»»

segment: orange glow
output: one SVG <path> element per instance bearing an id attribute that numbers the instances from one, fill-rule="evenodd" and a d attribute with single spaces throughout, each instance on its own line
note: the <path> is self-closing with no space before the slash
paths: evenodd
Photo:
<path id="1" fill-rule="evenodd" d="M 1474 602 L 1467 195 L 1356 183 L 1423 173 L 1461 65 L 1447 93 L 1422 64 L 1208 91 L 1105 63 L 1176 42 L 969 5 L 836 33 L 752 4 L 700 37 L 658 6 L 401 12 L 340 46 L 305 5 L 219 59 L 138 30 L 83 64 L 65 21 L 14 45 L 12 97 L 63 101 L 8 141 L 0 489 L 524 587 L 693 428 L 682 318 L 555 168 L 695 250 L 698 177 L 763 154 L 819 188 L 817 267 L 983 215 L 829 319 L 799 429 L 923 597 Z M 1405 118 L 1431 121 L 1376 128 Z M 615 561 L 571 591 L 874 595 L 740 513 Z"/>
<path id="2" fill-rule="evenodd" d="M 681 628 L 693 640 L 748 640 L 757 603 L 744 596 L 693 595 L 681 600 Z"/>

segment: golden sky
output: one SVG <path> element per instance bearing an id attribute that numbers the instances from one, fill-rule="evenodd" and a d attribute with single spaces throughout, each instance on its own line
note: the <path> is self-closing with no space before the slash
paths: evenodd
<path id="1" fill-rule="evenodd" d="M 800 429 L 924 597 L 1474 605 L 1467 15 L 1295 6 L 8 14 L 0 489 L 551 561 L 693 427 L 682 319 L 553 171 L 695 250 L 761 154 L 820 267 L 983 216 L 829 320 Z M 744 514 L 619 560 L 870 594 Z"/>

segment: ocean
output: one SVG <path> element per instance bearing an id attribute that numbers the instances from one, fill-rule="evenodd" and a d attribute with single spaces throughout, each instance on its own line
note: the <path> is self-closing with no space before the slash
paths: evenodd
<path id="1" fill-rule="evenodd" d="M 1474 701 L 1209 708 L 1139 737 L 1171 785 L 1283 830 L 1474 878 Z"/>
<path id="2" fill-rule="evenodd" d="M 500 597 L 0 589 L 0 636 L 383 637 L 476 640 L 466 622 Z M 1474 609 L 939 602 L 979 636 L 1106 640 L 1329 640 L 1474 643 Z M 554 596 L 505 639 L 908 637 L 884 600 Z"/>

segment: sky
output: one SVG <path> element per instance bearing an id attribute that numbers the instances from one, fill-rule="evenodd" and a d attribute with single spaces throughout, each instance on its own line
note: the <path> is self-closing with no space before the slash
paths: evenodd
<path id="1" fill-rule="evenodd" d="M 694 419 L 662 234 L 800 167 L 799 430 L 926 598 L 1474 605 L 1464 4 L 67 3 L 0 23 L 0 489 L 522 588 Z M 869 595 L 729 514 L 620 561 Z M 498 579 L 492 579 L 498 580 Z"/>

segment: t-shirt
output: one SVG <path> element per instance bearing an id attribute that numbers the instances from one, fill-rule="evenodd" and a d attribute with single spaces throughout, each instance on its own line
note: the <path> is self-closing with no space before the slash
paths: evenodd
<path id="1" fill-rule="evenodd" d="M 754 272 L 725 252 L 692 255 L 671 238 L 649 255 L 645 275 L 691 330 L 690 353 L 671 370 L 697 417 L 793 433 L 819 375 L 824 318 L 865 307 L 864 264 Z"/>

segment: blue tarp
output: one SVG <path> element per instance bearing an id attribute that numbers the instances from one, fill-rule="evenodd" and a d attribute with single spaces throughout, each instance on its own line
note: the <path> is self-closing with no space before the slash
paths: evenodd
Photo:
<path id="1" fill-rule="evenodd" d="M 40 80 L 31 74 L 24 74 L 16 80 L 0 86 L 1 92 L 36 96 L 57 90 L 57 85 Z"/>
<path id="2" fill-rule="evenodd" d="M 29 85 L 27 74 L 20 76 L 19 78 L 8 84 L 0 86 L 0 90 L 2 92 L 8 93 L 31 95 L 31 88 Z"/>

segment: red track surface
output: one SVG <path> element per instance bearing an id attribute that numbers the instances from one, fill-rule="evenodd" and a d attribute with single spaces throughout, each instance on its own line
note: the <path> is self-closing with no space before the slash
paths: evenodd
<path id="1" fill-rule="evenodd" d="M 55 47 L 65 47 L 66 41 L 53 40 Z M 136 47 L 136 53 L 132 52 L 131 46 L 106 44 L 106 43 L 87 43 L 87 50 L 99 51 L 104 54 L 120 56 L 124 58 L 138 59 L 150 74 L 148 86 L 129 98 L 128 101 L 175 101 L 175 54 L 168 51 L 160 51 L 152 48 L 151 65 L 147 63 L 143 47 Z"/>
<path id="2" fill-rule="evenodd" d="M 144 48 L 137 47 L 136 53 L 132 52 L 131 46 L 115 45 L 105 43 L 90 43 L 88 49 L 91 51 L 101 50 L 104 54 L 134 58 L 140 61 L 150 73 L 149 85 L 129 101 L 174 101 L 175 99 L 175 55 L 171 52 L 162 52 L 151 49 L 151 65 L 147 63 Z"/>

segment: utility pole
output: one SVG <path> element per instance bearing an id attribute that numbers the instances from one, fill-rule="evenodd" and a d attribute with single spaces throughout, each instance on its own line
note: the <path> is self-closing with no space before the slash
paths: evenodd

««

DESCRIPTION OF THE TASK:
Would you output the full listing exactly as it stands?

WRITTEN REPLY:
segment: orange glow
output: one SVG <path> element per instance bearing an id attribute that numbers the instances from one, fill-rule="evenodd" and a d attribute with single spaces throughout, each instance on its own line
note: the <path> is self-closing with no space before the slash
paths: evenodd
Photo:
<path id="1" fill-rule="evenodd" d="M 1474 602 L 1467 195 L 1356 183 L 1423 173 L 1461 65 L 1447 93 L 1422 64 L 1208 91 L 1105 63 L 1176 42 L 969 5 L 836 33 L 752 4 L 700 37 L 658 6 L 401 12 L 340 46 L 305 5 L 219 59 L 138 30 L 83 64 L 65 21 L 14 45 L 12 97 L 63 101 L 8 141 L 0 489 L 524 587 L 693 428 L 682 318 L 555 168 L 695 250 L 698 177 L 763 154 L 819 188 L 817 267 L 983 215 L 829 319 L 799 429 L 923 597 Z M 1405 118 L 1431 121 L 1376 128 Z M 615 561 L 571 591 L 874 595 L 740 513 Z"/>
<path id="2" fill-rule="evenodd" d="M 681 628 L 693 640 L 748 640 L 757 603 L 744 596 L 693 595 L 681 600 Z"/>

segment: golden sky
output: one SVG <path> element per instance bearing an id attribute that numbers the instances from one, fill-rule="evenodd" and a d attribute with single spaces throughout, each instance on its own line
note: the <path> is self-closing with no space before the slash
paths: evenodd
<path id="1" fill-rule="evenodd" d="M 800 429 L 924 597 L 1474 605 L 1467 15 L 1295 6 L 8 14 L 0 489 L 551 561 L 693 427 L 682 319 L 553 171 L 695 250 L 761 154 L 820 267 L 983 216 L 829 320 Z M 744 514 L 619 560 L 870 594 Z"/>

segment: ocean
output: one SVG <path> element per instance bearing an id attribute that numbers the instances from one, fill-rule="evenodd" and a d attribute with single spaces throughout, each instance on its own line
note: the <path> is self-closing with no space before the slash
paths: evenodd
<path id="1" fill-rule="evenodd" d="M 1474 701 L 1209 708 L 1139 737 L 1171 785 L 1283 830 L 1474 878 Z"/>
<path id="2" fill-rule="evenodd" d="M 500 597 L 0 589 L 0 636 L 383 637 L 476 640 L 466 622 Z M 1474 609 L 939 602 L 979 636 L 1106 640 L 1329 640 L 1474 643 Z M 554 596 L 505 639 L 908 637 L 884 600 Z"/>

segment: sky
output: one SVG <path> element per instance bearing an id attribute that numbers the instances from one, fill-rule="evenodd" and a d attribute with single spaces throughout, each instance on its own line
note: the <path> is self-closing with no space before the slash
paths: evenodd
<path id="1" fill-rule="evenodd" d="M 694 419 L 662 234 L 800 167 L 799 430 L 926 598 L 1474 605 L 1464 4 L 67 3 L 0 23 L 0 489 L 522 588 Z M 869 595 L 729 514 L 620 561 Z M 498 579 L 492 579 L 498 580 Z"/>

segment: t-shirt
output: one SVG <path> element per instance bearing an id attribute that numbers the instances from one, fill-rule="evenodd" and a d attribute with single spaces throughout, each instance on its own line
note: the <path> is self-closing with no space before the slash
paths: evenodd
<path id="1" fill-rule="evenodd" d="M 754 272 L 725 252 L 692 255 L 671 238 L 649 255 L 645 275 L 691 330 L 690 353 L 671 370 L 697 417 L 793 433 L 819 375 L 824 318 L 865 307 L 864 264 Z"/>

segment: blue tarp
output: one SVG <path> element per instance bearing an id attribute that numbers the instances from one, fill-rule="evenodd" and a d attribute with single spaces throughout, each instance on its own line
note: the <path> is self-closing with no space before the slash
paths: evenodd
Photo:
<path id="1" fill-rule="evenodd" d="M 40 80 L 31 74 L 24 74 L 16 80 L 0 86 L 1 92 L 36 96 L 57 90 L 57 85 Z"/>
<path id="2" fill-rule="evenodd" d="M 29 85 L 27 74 L 20 76 L 19 78 L 8 84 L 0 86 L 0 90 L 2 92 L 8 93 L 31 95 L 31 88 Z"/>

segment: red track surface
output: one SVG <path> element per instance bearing an id attribute that numbers the instances from one, fill-rule="evenodd" and a d attribute with single spaces throughout, each instance on its own line
note: the <path> is self-closing with no space before the slash
paths: evenodd
<path id="1" fill-rule="evenodd" d="M 55 47 L 65 47 L 66 41 L 53 40 Z M 136 47 L 136 53 L 132 52 L 131 46 L 106 44 L 106 43 L 87 43 L 87 50 L 99 51 L 104 54 L 120 56 L 124 58 L 138 59 L 150 74 L 148 86 L 129 98 L 128 101 L 175 101 L 175 54 L 168 51 L 160 51 L 152 48 L 151 65 L 147 63 L 143 47 Z"/>
<path id="2" fill-rule="evenodd" d="M 144 48 L 137 47 L 136 53 L 132 52 L 131 46 L 115 45 L 105 43 L 90 43 L 88 49 L 91 51 L 101 50 L 104 54 L 134 58 L 140 61 L 150 73 L 149 85 L 129 101 L 174 101 L 175 99 L 175 55 L 171 52 L 162 52 L 151 49 L 151 65 L 147 63 Z"/>

segment: utility pole
output: one SVG <path> element per instance bearing an id attribute that numbers the instances from one, fill-rule="evenodd" and a d attribute with single spaces throughout, each instance on its own line
note: the <path> is self-closing with no space before the slash
paths: evenodd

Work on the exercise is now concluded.